===== Record excerpts

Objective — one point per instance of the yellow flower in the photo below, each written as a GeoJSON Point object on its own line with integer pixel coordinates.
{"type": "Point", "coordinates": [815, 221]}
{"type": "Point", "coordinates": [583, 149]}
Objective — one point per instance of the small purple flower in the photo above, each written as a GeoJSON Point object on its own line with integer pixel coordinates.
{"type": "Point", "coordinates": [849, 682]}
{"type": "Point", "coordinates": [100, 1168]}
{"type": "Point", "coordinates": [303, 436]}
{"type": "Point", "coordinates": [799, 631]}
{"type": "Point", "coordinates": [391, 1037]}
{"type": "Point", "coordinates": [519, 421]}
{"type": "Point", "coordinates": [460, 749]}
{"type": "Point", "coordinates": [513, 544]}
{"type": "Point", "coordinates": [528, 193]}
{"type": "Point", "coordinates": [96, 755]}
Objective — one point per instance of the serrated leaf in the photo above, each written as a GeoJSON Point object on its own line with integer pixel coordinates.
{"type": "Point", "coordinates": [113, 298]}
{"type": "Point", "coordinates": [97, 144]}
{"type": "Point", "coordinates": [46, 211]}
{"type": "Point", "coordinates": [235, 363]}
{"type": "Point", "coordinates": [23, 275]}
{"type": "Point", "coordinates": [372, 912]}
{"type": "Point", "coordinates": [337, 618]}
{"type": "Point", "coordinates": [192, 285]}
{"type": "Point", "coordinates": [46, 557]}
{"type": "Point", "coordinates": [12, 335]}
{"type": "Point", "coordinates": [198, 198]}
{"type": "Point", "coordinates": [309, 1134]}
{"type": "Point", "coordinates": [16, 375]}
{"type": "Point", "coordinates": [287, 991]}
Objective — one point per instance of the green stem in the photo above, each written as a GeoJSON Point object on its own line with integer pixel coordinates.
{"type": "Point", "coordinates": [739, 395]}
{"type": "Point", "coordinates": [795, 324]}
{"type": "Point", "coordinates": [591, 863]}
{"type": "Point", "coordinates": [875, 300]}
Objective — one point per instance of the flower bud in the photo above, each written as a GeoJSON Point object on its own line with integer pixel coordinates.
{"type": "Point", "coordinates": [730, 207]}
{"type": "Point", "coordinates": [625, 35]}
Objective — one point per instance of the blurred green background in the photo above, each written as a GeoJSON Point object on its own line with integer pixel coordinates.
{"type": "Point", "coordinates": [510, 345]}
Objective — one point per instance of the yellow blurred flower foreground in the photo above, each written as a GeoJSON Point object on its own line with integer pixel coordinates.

==========

*Exercise details:* Produce an exact copy of all the records.

*Response to this task:*
Objective — one point per instance of the yellow flower in the photo below, each written as a GeoJSON Point object on its own line with integer pixel coordinates.
{"type": "Point", "coordinates": [815, 221]}
{"type": "Point", "coordinates": [583, 149]}
Objective — one point per instance of the small purple flower in the photo above, each written as a GeoJSON Point object on its own line with integer pixel coordinates.
{"type": "Point", "coordinates": [849, 682]}
{"type": "Point", "coordinates": [100, 1168]}
{"type": "Point", "coordinates": [303, 436]}
{"type": "Point", "coordinates": [799, 631]}
{"type": "Point", "coordinates": [391, 1037]}
{"type": "Point", "coordinates": [519, 421]}
{"type": "Point", "coordinates": [460, 749]}
{"type": "Point", "coordinates": [513, 544]}
{"type": "Point", "coordinates": [528, 193]}
{"type": "Point", "coordinates": [96, 755]}
Objective — one point per instance of the serrated leaf in the photo above, each written as a GeoJSON Point object on its own line with integer pixel coordinates.
{"type": "Point", "coordinates": [113, 298]}
{"type": "Point", "coordinates": [97, 144]}
{"type": "Point", "coordinates": [46, 211]}
{"type": "Point", "coordinates": [235, 363]}
{"type": "Point", "coordinates": [23, 275]}
{"type": "Point", "coordinates": [372, 912]}
{"type": "Point", "coordinates": [337, 618]}
{"type": "Point", "coordinates": [192, 285]}
{"type": "Point", "coordinates": [46, 557]}
{"type": "Point", "coordinates": [12, 335]}
{"type": "Point", "coordinates": [198, 198]}
{"type": "Point", "coordinates": [309, 1134]}
{"type": "Point", "coordinates": [16, 375]}
{"type": "Point", "coordinates": [287, 991]}
Objective — one point per instance of the green stem in the photo above, each written as a GeoJSON Point object on its own line with integer pixel coordinates.
{"type": "Point", "coordinates": [739, 395]}
{"type": "Point", "coordinates": [795, 324]}
{"type": "Point", "coordinates": [591, 863]}
{"type": "Point", "coordinates": [875, 300]}
Objective — one point per instance of the flower bud in the photo above, each written as a GeoJSON Point object on its own line with integer pixel coordinates.
{"type": "Point", "coordinates": [730, 207]}
{"type": "Point", "coordinates": [625, 35]}
Objective — one point per instance of the blurred green background in the photo above, each written as a GeoJSON Point object on its own line with integer pixel coordinates.
{"type": "Point", "coordinates": [510, 345]}
Objective — one point per instance of the yellow blurred flower foreground in the photo above, each written as a GeoJSON Point object on its own line with integer pixel coordinates.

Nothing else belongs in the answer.